# [Task]
From the line containing "Q: Point out every instance of the light" through the last line of the data, return those lines exactly as written and nothing more.

# [Records shown]

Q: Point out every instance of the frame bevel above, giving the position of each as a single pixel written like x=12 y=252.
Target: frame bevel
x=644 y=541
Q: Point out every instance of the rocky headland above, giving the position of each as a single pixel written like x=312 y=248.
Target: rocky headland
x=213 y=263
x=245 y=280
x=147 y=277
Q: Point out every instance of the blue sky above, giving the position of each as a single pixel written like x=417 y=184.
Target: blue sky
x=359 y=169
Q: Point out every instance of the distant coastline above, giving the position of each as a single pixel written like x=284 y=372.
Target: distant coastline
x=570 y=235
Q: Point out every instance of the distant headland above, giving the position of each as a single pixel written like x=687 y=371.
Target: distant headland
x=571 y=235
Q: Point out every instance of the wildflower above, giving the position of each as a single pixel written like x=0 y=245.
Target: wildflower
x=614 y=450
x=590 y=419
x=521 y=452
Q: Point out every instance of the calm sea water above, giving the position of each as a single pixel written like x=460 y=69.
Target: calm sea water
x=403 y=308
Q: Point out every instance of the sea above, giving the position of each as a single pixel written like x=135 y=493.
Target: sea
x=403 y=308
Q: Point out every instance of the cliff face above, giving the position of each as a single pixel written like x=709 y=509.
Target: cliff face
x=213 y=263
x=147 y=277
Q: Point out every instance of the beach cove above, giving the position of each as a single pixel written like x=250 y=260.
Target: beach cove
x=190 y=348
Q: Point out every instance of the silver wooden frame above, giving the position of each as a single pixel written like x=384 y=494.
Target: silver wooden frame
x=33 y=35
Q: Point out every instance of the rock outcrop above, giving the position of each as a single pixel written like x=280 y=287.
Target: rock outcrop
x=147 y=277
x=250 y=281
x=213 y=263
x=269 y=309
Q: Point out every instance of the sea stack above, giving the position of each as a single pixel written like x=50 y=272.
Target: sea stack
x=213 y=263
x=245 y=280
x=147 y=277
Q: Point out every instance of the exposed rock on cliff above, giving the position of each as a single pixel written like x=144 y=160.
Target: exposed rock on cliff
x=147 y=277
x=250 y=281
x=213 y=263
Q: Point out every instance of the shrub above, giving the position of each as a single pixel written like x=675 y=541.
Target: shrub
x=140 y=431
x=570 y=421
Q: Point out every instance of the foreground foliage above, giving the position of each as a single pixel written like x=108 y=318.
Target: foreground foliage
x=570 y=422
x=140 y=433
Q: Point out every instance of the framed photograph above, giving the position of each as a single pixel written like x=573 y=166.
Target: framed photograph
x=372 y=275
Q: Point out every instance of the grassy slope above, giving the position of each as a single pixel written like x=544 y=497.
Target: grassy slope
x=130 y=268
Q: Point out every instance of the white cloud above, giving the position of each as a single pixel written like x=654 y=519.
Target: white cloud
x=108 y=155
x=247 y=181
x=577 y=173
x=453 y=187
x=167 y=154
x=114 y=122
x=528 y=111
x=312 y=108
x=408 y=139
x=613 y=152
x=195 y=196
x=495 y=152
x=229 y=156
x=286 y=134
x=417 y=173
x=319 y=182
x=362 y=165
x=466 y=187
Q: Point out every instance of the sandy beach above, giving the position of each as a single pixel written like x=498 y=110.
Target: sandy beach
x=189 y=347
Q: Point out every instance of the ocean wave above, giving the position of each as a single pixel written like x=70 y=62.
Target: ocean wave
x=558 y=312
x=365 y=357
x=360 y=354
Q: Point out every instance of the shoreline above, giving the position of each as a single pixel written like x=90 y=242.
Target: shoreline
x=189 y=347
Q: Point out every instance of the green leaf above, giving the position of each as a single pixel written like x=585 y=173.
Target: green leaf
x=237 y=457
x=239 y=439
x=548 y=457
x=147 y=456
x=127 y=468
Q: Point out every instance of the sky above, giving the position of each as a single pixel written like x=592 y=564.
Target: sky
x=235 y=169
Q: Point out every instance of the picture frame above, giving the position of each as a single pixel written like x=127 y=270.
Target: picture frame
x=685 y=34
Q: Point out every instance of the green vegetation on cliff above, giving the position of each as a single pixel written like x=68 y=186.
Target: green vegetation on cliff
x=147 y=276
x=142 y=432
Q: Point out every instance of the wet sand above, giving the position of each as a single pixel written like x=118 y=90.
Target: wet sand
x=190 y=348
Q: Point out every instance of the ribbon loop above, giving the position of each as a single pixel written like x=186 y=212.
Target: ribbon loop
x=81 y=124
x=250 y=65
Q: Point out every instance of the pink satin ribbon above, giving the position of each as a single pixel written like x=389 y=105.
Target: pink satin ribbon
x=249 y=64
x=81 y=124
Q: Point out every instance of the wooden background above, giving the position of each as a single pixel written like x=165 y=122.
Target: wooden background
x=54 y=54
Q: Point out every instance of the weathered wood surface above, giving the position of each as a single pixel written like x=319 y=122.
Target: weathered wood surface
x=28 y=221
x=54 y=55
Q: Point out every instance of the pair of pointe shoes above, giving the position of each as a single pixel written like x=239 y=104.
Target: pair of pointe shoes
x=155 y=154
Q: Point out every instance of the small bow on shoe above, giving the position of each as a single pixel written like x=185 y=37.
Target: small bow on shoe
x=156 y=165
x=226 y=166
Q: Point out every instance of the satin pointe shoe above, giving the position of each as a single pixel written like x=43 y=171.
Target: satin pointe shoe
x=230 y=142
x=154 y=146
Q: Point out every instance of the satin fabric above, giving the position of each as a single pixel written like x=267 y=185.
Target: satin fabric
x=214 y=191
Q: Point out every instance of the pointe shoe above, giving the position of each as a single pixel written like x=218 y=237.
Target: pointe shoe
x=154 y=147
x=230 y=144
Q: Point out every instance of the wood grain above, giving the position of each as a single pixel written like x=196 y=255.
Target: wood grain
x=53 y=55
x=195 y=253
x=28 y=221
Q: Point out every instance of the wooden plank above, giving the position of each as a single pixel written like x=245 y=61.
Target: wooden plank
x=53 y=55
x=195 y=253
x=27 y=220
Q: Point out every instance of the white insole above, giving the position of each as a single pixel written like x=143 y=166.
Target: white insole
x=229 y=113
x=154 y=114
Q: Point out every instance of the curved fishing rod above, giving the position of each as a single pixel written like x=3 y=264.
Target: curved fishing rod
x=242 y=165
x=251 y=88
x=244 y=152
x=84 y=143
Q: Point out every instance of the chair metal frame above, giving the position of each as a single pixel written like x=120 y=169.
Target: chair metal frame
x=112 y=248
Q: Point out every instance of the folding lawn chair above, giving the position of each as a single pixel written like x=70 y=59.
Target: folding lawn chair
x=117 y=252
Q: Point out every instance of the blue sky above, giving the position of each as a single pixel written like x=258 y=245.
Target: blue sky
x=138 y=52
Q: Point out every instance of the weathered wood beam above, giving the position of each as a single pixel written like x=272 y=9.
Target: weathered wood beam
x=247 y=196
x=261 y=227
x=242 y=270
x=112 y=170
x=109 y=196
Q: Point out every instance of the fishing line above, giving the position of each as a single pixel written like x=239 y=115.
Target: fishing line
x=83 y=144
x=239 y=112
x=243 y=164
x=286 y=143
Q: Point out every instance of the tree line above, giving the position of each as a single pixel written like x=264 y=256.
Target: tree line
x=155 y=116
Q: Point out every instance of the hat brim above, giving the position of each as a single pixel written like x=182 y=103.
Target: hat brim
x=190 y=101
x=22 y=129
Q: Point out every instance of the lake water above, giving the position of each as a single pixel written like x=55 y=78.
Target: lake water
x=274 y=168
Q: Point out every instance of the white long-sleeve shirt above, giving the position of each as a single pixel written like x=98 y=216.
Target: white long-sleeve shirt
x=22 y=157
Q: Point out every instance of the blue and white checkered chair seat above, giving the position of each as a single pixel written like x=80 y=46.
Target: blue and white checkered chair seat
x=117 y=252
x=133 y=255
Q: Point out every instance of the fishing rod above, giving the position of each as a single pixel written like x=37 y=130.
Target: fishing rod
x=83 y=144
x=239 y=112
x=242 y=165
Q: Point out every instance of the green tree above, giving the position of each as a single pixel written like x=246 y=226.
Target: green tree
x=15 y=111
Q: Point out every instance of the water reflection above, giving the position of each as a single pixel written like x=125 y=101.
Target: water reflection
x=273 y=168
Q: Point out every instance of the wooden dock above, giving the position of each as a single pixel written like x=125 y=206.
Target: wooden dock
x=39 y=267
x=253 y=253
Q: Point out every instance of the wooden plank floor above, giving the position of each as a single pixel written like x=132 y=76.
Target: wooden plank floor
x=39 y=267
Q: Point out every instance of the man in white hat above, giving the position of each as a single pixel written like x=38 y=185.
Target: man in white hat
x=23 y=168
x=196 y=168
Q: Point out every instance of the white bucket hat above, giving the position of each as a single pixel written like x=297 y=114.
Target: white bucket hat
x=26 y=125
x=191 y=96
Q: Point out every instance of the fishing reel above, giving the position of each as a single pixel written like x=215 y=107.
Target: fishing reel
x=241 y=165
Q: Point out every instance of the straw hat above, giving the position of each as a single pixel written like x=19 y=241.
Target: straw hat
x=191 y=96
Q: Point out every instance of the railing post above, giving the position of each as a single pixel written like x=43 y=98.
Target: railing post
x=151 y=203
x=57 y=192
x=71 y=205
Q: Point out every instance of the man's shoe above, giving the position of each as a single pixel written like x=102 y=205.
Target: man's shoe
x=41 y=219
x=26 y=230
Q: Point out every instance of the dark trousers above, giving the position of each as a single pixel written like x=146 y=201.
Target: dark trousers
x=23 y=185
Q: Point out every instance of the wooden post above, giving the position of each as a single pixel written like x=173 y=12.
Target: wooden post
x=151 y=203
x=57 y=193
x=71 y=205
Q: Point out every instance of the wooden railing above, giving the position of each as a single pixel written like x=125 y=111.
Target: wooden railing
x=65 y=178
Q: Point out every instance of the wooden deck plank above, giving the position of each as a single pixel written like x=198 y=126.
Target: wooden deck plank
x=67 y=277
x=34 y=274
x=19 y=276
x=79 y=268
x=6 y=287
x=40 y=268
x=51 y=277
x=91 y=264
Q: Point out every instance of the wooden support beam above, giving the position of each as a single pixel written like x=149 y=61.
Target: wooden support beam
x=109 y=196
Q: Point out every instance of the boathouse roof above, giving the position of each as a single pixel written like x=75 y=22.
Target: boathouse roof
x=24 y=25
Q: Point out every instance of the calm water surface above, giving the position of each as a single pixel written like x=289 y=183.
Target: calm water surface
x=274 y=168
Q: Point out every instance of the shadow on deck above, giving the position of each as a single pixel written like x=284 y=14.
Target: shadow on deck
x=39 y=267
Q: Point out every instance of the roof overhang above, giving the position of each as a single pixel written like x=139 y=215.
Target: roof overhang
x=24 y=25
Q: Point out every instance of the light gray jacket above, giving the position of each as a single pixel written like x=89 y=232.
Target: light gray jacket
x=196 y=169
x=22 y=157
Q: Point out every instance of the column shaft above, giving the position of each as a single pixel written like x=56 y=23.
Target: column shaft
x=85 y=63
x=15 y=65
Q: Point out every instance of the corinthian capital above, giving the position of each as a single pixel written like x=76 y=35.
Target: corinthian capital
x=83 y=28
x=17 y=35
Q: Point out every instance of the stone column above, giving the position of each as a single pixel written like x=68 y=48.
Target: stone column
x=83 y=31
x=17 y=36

# [Full response]
Q: Point out every instance of the light gray jacket above, giving the position of each as a single pixel written like x=89 y=232.
Target: light gray jacket
x=196 y=169
x=22 y=157
Q: Point out every instance of the column shaft above, giving the position of each as a single pixel written like x=56 y=23.
Target: column shaft
x=85 y=63
x=15 y=65
Q: Point out every instance of the corinthian capital above, giving the position of each as a single pixel written like x=76 y=35.
Target: corinthian capital
x=83 y=28
x=17 y=35
Q: Point out every instance of the stone column above, giving the position of each as a single pixel written like x=68 y=48.
Target: stone column
x=83 y=31
x=17 y=36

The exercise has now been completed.